▸ **What you are asked to do**:
Write each line out again exactly as written.

▸ **Records shown**:
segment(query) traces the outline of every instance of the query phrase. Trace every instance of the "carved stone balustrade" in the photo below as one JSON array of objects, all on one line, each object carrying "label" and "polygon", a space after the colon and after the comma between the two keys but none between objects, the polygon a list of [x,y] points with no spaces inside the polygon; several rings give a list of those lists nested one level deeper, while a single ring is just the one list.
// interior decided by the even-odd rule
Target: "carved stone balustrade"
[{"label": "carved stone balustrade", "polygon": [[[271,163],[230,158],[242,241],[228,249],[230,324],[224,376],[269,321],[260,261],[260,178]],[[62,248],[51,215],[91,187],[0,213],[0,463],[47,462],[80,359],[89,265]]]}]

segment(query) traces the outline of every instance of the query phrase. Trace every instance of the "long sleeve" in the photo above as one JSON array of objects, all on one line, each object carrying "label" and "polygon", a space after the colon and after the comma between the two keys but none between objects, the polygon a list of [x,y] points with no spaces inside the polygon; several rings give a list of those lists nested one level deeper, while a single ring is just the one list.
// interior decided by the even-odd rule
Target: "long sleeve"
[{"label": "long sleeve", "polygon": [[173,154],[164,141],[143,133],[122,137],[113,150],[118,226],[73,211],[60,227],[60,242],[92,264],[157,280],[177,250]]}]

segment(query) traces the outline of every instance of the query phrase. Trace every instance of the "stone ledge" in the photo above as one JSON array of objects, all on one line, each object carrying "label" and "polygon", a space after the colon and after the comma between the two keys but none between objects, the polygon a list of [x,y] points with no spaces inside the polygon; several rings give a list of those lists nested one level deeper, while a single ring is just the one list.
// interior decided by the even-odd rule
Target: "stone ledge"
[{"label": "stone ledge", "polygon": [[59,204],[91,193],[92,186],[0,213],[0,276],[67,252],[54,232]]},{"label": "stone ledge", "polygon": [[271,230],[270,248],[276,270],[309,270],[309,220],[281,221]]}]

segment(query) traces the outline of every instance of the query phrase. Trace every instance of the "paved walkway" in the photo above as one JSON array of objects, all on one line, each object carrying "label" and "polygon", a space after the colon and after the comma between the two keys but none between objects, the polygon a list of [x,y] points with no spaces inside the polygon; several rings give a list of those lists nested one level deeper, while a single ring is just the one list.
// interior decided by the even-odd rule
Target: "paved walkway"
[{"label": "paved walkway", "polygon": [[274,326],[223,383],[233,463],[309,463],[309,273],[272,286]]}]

▸ **Solution to this task**:
segment(query) traces the outline of every instance of the query phrase. Trace every instance of the "carved stone balustrade" in the photo below as one JSON array of objects, all on one line, each object carrying "label" and "polygon", a space after the colon and after the comma between the two keys but none between objects, the polygon a list of [x,y] points with no spaces inside the polygon; several rings give a list of those lists nested one level deeper, while a single ring is just the one list.
// interior decided by the even-odd rule
Target: "carved stone balustrade"
[{"label": "carved stone balustrade", "polygon": [[[271,163],[230,158],[242,241],[228,249],[230,324],[224,376],[269,321],[260,261],[260,178]],[[62,248],[51,215],[91,187],[0,213],[0,463],[47,462],[80,359],[89,265]]]}]

segment(query) traces the outline of every instance of the query phrase. Trace every instance of the "long sleeve" in the photo above as one JSON array of objects, all on one line, each object carrying "label" and "polygon", a space after the colon and after the comma between the two keys but none between objects, the polygon a list of [x,y] points with no spaces inside the polygon; several rings give a list of those lists nested one level deeper, while a single ring is just the one list.
// interior decided by the even-odd rule
Target: "long sleeve"
[{"label": "long sleeve", "polygon": [[173,154],[164,141],[143,133],[122,137],[113,150],[118,226],[73,211],[60,227],[60,242],[92,264],[157,280],[177,250]]}]

segment(query) traces the outline of every instance of the query phrase. Trace every instance of the "stone ledge" in the photo above as one JSON array of objects, all on one line, each object carrying "label" and "polygon", a space after the colon and after the comma between the two keys but none between objects, the polygon a list of [x,y] points with no spaces inside the polygon; several rings give a list of those lists nested one level deeper, while a single ring is just the one list.
// interior decided by the even-odd rule
Target: "stone ledge"
[{"label": "stone ledge", "polygon": [[59,204],[91,193],[92,186],[0,213],[0,276],[67,252],[54,232]]},{"label": "stone ledge", "polygon": [[271,230],[270,248],[276,270],[309,270],[309,220],[281,221]]}]

segment(query) traces the outline of every instance of the query phrase. Trace every instance of the "paved walkway" in the photo above as one JSON array of objects, all on one line, each object carrying "label" and "polygon", a space after the colon and after the comma between the two keys but none between objects, the polygon a list of [x,y] points with no spaces inside the polygon; several rings give a list of those lists nested one level deeper, while a single ring is just the one list.
// interior decided by the even-odd rule
Target: "paved walkway"
[{"label": "paved walkway", "polygon": [[274,326],[223,383],[233,463],[309,463],[309,273],[272,286]]}]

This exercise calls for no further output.